WHAT IS ASKED: Please copy out the listing below line for line, with every word and number unchanged.

EXTRACTED MATERIAL:
-------

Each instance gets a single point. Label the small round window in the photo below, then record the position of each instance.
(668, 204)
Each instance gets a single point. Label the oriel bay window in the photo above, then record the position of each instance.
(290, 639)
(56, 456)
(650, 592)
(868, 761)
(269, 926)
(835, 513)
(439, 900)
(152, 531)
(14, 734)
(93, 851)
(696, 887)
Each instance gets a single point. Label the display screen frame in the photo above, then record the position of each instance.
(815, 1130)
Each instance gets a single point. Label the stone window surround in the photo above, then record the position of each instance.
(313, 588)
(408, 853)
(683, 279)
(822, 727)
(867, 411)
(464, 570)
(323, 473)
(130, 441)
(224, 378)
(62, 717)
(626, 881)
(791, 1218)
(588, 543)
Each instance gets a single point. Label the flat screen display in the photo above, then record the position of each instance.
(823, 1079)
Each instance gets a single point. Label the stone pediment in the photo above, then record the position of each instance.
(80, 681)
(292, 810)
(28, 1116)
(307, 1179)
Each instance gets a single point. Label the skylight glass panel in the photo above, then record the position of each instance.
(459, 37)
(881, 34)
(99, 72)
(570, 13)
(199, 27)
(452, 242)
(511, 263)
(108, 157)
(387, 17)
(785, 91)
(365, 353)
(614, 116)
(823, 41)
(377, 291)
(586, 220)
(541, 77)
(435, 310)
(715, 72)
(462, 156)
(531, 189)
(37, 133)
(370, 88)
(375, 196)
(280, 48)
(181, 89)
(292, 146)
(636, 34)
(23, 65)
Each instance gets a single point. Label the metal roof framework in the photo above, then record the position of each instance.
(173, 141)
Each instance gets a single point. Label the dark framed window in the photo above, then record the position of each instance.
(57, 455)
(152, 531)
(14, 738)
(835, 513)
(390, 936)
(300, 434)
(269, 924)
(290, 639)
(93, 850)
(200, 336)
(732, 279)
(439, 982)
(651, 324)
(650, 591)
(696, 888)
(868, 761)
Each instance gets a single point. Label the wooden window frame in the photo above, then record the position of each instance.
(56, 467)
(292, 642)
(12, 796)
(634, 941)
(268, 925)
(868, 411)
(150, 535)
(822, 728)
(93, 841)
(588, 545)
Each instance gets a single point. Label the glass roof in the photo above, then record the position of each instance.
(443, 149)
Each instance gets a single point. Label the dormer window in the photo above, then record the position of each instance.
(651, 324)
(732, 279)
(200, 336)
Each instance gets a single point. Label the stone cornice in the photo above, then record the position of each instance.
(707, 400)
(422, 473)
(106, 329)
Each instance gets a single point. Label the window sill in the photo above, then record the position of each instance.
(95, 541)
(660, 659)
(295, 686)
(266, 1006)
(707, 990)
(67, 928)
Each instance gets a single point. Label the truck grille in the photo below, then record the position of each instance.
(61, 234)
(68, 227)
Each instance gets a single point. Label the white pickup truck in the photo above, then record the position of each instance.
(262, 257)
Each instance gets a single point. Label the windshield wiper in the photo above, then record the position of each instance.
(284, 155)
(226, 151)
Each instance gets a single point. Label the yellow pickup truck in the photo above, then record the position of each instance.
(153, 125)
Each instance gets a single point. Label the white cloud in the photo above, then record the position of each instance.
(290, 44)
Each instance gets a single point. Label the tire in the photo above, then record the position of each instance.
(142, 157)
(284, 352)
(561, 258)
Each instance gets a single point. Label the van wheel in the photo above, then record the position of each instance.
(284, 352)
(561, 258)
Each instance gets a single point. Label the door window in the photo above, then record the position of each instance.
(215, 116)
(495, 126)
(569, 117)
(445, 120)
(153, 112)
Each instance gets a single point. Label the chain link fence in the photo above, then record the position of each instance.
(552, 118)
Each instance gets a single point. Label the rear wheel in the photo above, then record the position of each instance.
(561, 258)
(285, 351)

-------

EXERCISE OUTPUT:
Each instance gets a single point. Label the small round window in the photo below, then record the position of each instance.
(668, 204)
Each instance gets a single point. Label the oriel bay window in the photo above, then record the position of each instance.
(290, 639)
(56, 456)
(650, 592)
(868, 761)
(269, 926)
(835, 513)
(439, 900)
(152, 531)
(14, 734)
(93, 851)
(696, 887)
Each instance gets a single point. Label the display screen frame in the photo above, then record the position of each instance.
(815, 1130)
Each instance gets a single point. Label the stone window surround in the photo above, then record the position of each instance.
(313, 588)
(408, 853)
(683, 279)
(822, 727)
(867, 411)
(464, 570)
(323, 473)
(130, 441)
(224, 378)
(62, 717)
(626, 881)
(791, 1218)
(588, 543)
Each instance gets a single point. Label the flat screen display in the photo above, then record the position of each instance.
(823, 1079)
Each instance gets a single point. Label the stone pediment in the photo above, then record the position of each instance.
(80, 681)
(292, 810)
(28, 1116)
(307, 1179)
Each instance gets a single point. Label the skylight glass panel in the photo above, then record the position of each instance.
(459, 37)
(881, 34)
(99, 72)
(570, 13)
(199, 27)
(452, 242)
(511, 263)
(108, 157)
(387, 17)
(785, 91)
(365, 353)
(614, 116)
(823, 41)
(377, 291)
(586, 220)
(541, 77)
(435, 310)
(715, 72)
(462, 156)
(531, 189)
(37, 133)
(370, 88)
(375, 196)
(280, 48)
(181, 89)
(292, 146)
(636, 34)
(23, 65)
Each instance gets a single point. Label the metal roof framework in the photo above, then record the position of each instance.
(173, 141)
Each instance gets a single point. Label the dark framed window in the photo above, then record the position of each instance.
(57, 455)
(152, 531)
(14, 738)
(835, 513)
(390, 936)
(300, 434)
(269, 924)
(290, 639)
(93, 850)
(200, 336)
(732, 279)
(439, 982)
(651, 324)
(650, 591)
(696, 888)
(868, 761)
Each instance gets a single point. Label the wooden window frame in the photo above, then record the position of each instance.
(56, 467)
(292, 642)
(12, 796)
(634, 941)
(268, 925)
(868, 411)
(150, 535)
(822, 728)
(93, 841)
(588, 545)
Each instance gets a single point. Label the glass roof in the photo above, then record the position of each instance.
(443, 149)
Each instance gets a single point. Label the dormer window in the photo above, then record the position of each instance.
(651, 324)
(732, 279)
(200, 336)
Each instance gets a single point. Label the stone cornice in the photo above, then record the position of each instance.
(707, 400)
(422, 473)
(106, 329)
Each instance gets a single point. Label the window sill in the photo above, then record the position of each instance.
(95, 541)
(660, 659)
(295, 686)
(266, 1006)
(707, 990)
(67, 928)
Each instance gets a single point. Label the truck grille in the photo below, then record the position of each instance.
(61, 234)
(68, 227)
Each instance gets a single point. Label the white pickup truck in the photo above, then record the position of each instance.
(262, 257)
Each instance gets a single point. Label the windshield wiper in the photo above, then record the position of each instance.
(284, 155)
(226, 151)
Each instance gets a single point. Label the yellow pickup truck in the photo above, then record the position of each instance.
(153, 125)
Each instance gets a single point. Label the white cloud in the photo above, then record the position of each instance.
(290, 44)
Each instance gets a single point. Label the tire in the photo above, then record the position of each instance.
(142, 157)
(284, 352)
(561, 258)
Each instance gets a single point. Label the van wheel in the photo above, then record the position of each instance.
(284, 352)
(561, 258)
Each instance gets a single point. Label the door window in the photo above, then record the position of each instance.
(215, 116)
(495, 126)
(569, 117)
(445, 120)
(153, 112)
Each instance gets a single point. Label the chain link fence in the photo above, then record the position of each instance.
(552, 118)
Each instance gets a single point. Label the rear wheel in the photo above, then record the position of each instance.
(561, 258)
(285, 351)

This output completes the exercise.